— Exercise tasks —
1 – From the passage on the Muslim conquest of the Levant, list every port that Yazid captured after advancing from Damascus.
2 – Please write out the stretch of the passage on the Muslim conquest of the Levant from "According to lexicographer" through "the Temple Mount." word for word.

— Document text —
┏━━
Next, the Muslim armies consolidated their conquest of the Levant as Shurhabil and Amr went deeper into Palestine. Bet She'an surrendered after a little resistance followed by the surrender of Tiberias in February. Umar, after having learned of the position and strength of the Byzantine army in Palestine, wrote detailed instructions to his corps commanders there and ordered Yazid to capture the Mediterranean coast. Amr and Shurhabil accordingly marched against the strongest Byzantine garrison and defeated them in the Second Battle of Ajnadyn. The two corps then separated, with Amr moving to capture Nablus, Amawas, Jaffa, Haifa, Gaza and Yubna in order to complete the conquest of all Palestine, while Shurahbil moved against the coastal towns of Acre and Tyre. Yazid advanced from Damascus to capture the ports of Sidon, Arqa, Byblos and Beirut. By 635 CE, Palestine, Jordan and Southern Syria, with the exception of Jerusalem and Caesarea, were in Muslim hands. On the orders of Umar, Yazid next besieged Caesarea, which, barring a suspension around the time of the Battle of Yarmouk, lasted until the port fell in 640.

According to lexicographer David ben Abraham al-Fasi (died before 1026 CE), the Muslim conquest of Palestine brought relief to the country's Jewish citizens, who had previously been barred by the Byzantines from praying on the Temple Mount.

Battles for Emesa and Second Battle of Damascus
After the battle, which proved to be the key to Palestine and Jordan, the Muslim armies split up. Shurhabil and Amr's corps moved south to capture Palestine, while Abu Ubaidah and Khalid, with a relatively larger corps, moved north to conquer Northern Syria.
┗━━
— Entries supplied —
┏━━
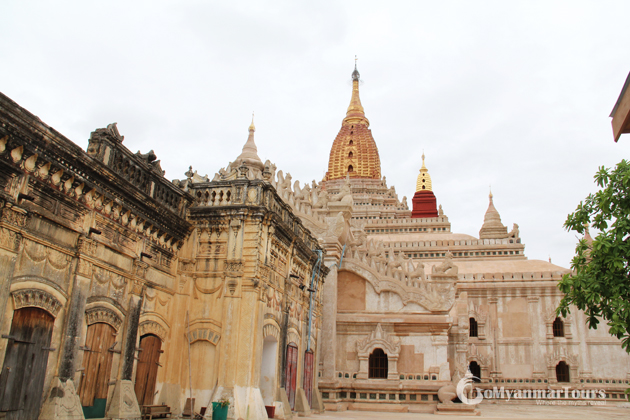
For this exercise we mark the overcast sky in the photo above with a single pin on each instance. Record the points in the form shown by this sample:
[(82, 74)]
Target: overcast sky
[(510, 94)]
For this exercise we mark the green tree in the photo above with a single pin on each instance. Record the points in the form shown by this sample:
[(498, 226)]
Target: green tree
[(600, 282)]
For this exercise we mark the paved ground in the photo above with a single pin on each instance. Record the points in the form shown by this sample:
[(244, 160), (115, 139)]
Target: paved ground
[(611, 411)]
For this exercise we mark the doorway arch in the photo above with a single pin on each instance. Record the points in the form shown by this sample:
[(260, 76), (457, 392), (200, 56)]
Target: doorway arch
[(25, 362), (268, 369), (97, 366), (146, 372)]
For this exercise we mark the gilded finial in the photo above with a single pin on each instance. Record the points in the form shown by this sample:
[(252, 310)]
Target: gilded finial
[(355, 73), (424, 179), (252, 127)]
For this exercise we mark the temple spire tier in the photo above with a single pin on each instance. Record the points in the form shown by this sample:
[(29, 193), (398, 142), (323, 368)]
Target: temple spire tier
[(424, 201), (492, 227), (249, 156)]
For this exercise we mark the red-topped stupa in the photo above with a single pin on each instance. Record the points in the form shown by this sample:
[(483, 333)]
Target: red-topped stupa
[(424, 202)]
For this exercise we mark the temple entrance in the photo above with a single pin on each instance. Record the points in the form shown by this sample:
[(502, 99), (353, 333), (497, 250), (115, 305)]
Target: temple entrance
[(268, 369), (97, 366), (308, 376), (25, 362), (378, 364), (291, 373), (146, 373)]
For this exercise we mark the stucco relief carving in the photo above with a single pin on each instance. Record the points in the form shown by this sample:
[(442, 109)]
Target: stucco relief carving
[(561, 354), (153, 298), (9, 239), (36, 298), (390, 344), (379, 339), (14, 216), (107, 283), (434, 295), (447, 267), (38, 253), (483, 360), (107, 316), (87, 246), (152, 327), (204, 334)]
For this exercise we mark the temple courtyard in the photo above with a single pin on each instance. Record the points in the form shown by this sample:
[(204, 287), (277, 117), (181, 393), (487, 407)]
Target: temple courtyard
[(496, 411)]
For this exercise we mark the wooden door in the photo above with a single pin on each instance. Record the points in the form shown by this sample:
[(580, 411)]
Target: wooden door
[(25, 362), (97, 366), (308, 376), (146, 373), (291, 373)]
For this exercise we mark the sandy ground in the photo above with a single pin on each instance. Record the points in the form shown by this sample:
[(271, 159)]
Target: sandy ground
[(496, 411)]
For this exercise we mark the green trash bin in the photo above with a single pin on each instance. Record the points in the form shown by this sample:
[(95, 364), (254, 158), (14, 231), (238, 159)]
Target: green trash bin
[(219, 412)]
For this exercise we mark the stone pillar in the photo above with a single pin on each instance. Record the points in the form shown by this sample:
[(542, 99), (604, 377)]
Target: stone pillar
[(63, 402), (493, 314), (124, 404), (13, 219)]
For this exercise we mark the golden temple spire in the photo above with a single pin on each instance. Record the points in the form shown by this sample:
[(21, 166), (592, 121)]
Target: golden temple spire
[(252, 127), (355, 111), (354, 152), (424, 179)]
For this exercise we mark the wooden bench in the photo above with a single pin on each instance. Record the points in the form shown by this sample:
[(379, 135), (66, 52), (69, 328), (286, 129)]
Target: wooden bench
[(150, 412)]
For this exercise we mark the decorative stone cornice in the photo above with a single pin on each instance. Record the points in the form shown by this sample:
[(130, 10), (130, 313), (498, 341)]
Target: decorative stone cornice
[(36, 298), (152, 327), (105, 315)]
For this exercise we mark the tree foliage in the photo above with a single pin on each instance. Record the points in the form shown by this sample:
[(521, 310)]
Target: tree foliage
[(600, 282)]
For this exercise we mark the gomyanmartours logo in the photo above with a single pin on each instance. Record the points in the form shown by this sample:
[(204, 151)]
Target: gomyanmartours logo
[(466, 393)]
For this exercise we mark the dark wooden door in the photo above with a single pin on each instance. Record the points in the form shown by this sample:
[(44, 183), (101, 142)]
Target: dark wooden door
[(146, 373), (25, 362), (308, 376), (97, 365), (291, 373)]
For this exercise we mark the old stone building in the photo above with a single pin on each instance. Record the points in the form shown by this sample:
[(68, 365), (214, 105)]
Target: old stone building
[(415, 305), (122, 289)]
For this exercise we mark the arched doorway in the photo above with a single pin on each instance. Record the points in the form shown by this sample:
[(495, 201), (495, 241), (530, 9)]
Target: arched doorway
[(146, 373), (558, 328), (97, 366), (378, 365), (291, 373), (25, 362), (268, 369), (562, 372)]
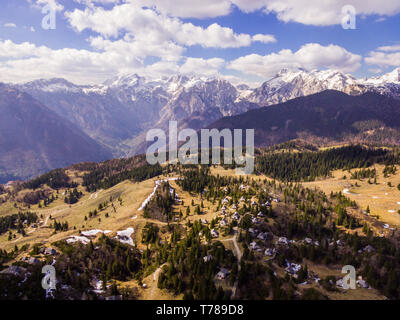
┗━━
— Task-by-task results —
1 – Sidon, Arqa, Byblos, Beirut

2 –
According to lexicographer David ben Abraham al-Fasi (died before 1026 CE), the Muslim conquest of Palestine brought relief to the country's Jewish citizens, who had previously been barred by the Byzantines from praying on the Temple Mount.